- _WORK INSTRUCTION_:
Restate each line below word for word, skipping every picture.

(Image-grounded pointing data)
+++

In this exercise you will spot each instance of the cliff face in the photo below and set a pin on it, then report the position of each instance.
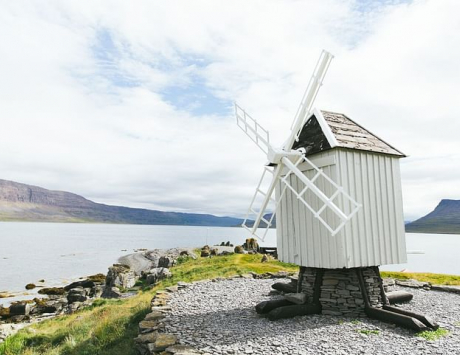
(444, 219)
(21, 202)
(11, 191)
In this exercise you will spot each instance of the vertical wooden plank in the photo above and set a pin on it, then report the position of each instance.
(362, 237)
(282, 255)
(399, 211)
(393, 240)
(296, 221)
(289, 239)
(279, 220)
(368, 175)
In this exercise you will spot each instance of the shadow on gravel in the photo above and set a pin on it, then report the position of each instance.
(222, 327)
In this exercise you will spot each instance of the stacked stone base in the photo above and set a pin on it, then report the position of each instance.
(339, 290)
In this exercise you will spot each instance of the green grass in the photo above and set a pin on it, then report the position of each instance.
(435, 279)
(433, 335)
(109, 326)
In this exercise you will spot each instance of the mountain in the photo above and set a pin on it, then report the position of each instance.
(444, 219)
(21, 202)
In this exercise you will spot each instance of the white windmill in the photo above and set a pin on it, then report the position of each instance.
(285, 161)
(338, 201)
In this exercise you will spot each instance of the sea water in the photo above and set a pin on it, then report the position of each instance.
(61, 252)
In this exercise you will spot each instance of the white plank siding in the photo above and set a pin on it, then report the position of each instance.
(374, 236)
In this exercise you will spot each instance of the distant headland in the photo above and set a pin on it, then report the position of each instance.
(22, 202)
(445, 219)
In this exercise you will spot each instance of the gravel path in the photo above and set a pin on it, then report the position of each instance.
(219, 318)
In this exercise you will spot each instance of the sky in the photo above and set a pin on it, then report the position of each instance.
(131, 103)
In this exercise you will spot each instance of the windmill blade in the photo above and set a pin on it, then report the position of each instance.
(253, 130)
(326, 201)
(261, 200)
(309, 97)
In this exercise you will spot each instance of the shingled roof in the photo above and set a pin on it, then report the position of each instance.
(325, 130)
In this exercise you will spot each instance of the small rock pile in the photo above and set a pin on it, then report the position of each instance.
(60, 300)
(155, 338)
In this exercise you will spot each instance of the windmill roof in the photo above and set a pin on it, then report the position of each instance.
(325, 130)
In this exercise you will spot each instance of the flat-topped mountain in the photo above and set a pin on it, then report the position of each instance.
(21, 202)
(444, 219)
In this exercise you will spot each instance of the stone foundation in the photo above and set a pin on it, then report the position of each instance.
(339, 290)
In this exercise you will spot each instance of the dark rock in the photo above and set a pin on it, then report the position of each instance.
(267, 306)
(77, 294)
(413, 283)
(20, 309)
(120, 275)
(84, 283)
(157, 274)
(164, 341)
(297, 298)
(166, 261)
(285, 287)
(399, 296)
(146, 338)
(111, 292)
(182, 350)
(293, 311)
(445, 288)
(56, 291)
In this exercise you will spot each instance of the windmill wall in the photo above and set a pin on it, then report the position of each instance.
(374, 236)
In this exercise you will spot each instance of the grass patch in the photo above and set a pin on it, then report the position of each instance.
(435, 279)
(433, 335)
(369, 331)
(109, 326)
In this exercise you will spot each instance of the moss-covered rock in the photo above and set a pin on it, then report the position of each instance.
(57, 291)
(98, 278)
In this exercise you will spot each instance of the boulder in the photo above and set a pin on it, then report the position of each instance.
(55, 291)
(166, 261)
(157, 274)
(77, 294)
(20, 309)
(111, 292)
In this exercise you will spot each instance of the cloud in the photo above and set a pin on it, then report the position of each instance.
(130, 103)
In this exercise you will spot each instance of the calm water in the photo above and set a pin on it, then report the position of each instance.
(61, 252)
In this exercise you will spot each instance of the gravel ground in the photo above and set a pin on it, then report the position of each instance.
(219, 318)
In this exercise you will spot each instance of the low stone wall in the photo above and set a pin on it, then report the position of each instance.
(340, 292)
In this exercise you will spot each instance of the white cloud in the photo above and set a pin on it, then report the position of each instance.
(87, 93)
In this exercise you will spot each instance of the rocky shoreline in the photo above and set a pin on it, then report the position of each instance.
(120, 282)
(218, 317)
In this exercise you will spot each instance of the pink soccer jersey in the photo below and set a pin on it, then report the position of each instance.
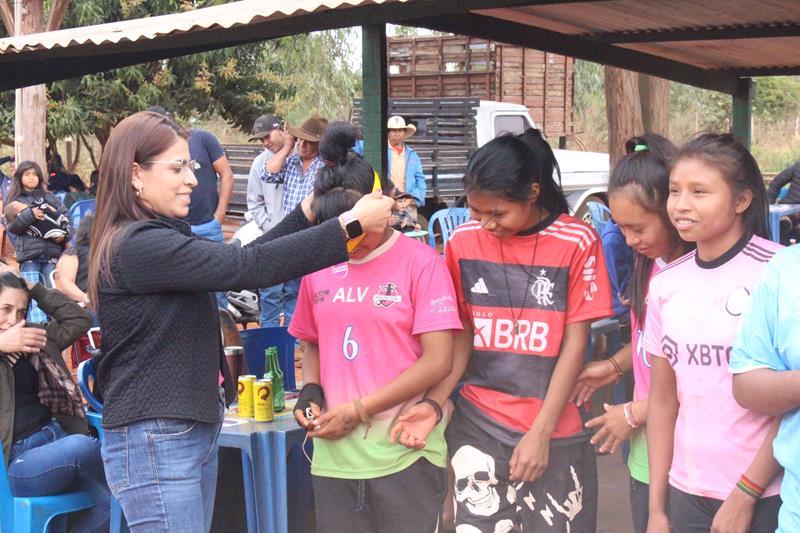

+++

- _RESPONSE_:
In this exercise you will spot each instance of the cliff face in the photo below and set a pin on it, then report the position of each instance.
(444, 219)
(21, 202)
(11, 191)
In this exercise you will spot each instance of the vertical wooden plank in the photo above and set a pin on it, then report the position of each instance.
(362, 237)
(282, 255)
(399, 211)
(393, 240)
(296, 221)
(289, 239)
(279, 220)
(368, 175)
In this exercise you will spot each instance of the shadow on gravel in the photo above and set a pin on it, then report the position of each instance.
(222, 327)
In this exercise you will spot each instance of the stacked stone base in the photo above and set a pin on it, then report the position of each instance.
(339, 290)
In this exercise you will spot each instance of the green grass in the photo above and set a pin on it, then report the position of each instance.
(435, 279)
(433, 335)
(109, 326)
In this exercise you will spot each instance of the mountain in the photo above and set a pin on it, then report the position of each instance.
(444, 219)
(21, 202)
In this exercise you will spot each instance of the white windmill in the photo above and set a pin on it, then report the position of each instance.
(285, 161)
(338, 201)
In this exercise you will spot each instance of the sea water in the photo above and set a pin on it, then report the position of each instance.
(61, 252)
In this exercise you will spot each instance of the white plank siding in the photo above and set a pin on it, then report the position of each instance.
(374, 236)
In this exercise you will spot each instance of the distant headland in the photo above and set a pin on it, then report the position of each instance.
(22, 202)
(445, 219)
In this exercise you will spot each instance of the gravel path in the photo above and set a pin on it, then report the position of each instance.
(219, 318)
In this exercise you will spot each instance of the sky in the photo above and set a pin on it, then report the position of each instance.
(131, 103)
In this exercise you will spot each instance of the windmill blade in the photo above and set a pin on it, then report the position of each instance.
(253, 130)
(326, 201)
(261, 200)
(309, 97)
In this exercise you will spot each instance of the shingled roof in the photo above and set a pin on it, then report the position of each instance.
(325, 130)
In this exercise you will spot each instance of the small rock pile in the photo above and set a pin on it, then report the position of each instance.
(60, 300)
(155, 338)
In this exercise you will spot each instance of the windmill roof in the photo above and set a pin on it, then report the position of each instance.
(325, 130)
In this exercise you will spot each instance of the flat-topped mountain in the photo above and set a pin on it, then report the position of each instance.
(21, 202)
(444, 219)
In this exercise you will spot each instance of the stone foundation in the photo above and set a pin on it, then report the position of each instance.
(339, 290)
In this exercise you will spot each instance of the dark rock in the photo above and set a pin on it, then report the position of each instance.
(267, 306)
(77, 294)
(413, 283)
(20, 309)
(120, 275)
(84, 283)
(157, 274)
(164, 341)
(297, 298)
(166, 261)
(285, 287)
(399, 296)
(146, 338)
(111, 292)
(182, 350)
(293, 311)
(445, 288)
(56, 291)
In this exercise you will spot each instance of the windmill wall in the photo above and set a pin on it, then report the position of each instance.
(374, 236)
In this exercise you will spot each instance of the grass patch in the photo above and set a pin on it, then report the position of each instance.
(435, 279)
(433, 335)
(369, 331)
(109, 326)
In this exercise you will spot each instance of the moss-covered rock in the photo above and set a pin on it, then report the position of each instance.
(57, 291)
(98, 278)
In this exercise you will spot each instance of the boulder in the photo above and set a pin on it, then report the position of each instance.
(55, 291)
(166, 261)
(157, 274)
(77, 294)
(20, 309)
(111, 292)
In this exercise you will spot each instance of the cloud in the photo above and set a pin on it, then report the position of each instance.
(130, 103)
In this exercise you will spot each instance of the calm water in the photo above and set a pin on it, then report the position of each instance.
(61, 252)
In this exercise you will spot each instance of the gravel ground in the photo above and set a pin on it, then report the position of each instance.
(219, 318)
In this exercise you will spot each instance of the low stone wall in the photo above and set a pin on it, then report the position of each instance.
(340, 292)
In this exercise you will spot each instance of the white cloud in the photo above and set a pin on it, then report the position of each instance.
(87, 93)
In this exercise you will spot each instance of the rocky shoreline in the photo above and set a pin on it, then report the position of each instance.
(120, 282)
(218, 317)
In this exercise you will spot each instance of the pink soccer jersey in the photo below and set a pin on it, then report the position of each instance.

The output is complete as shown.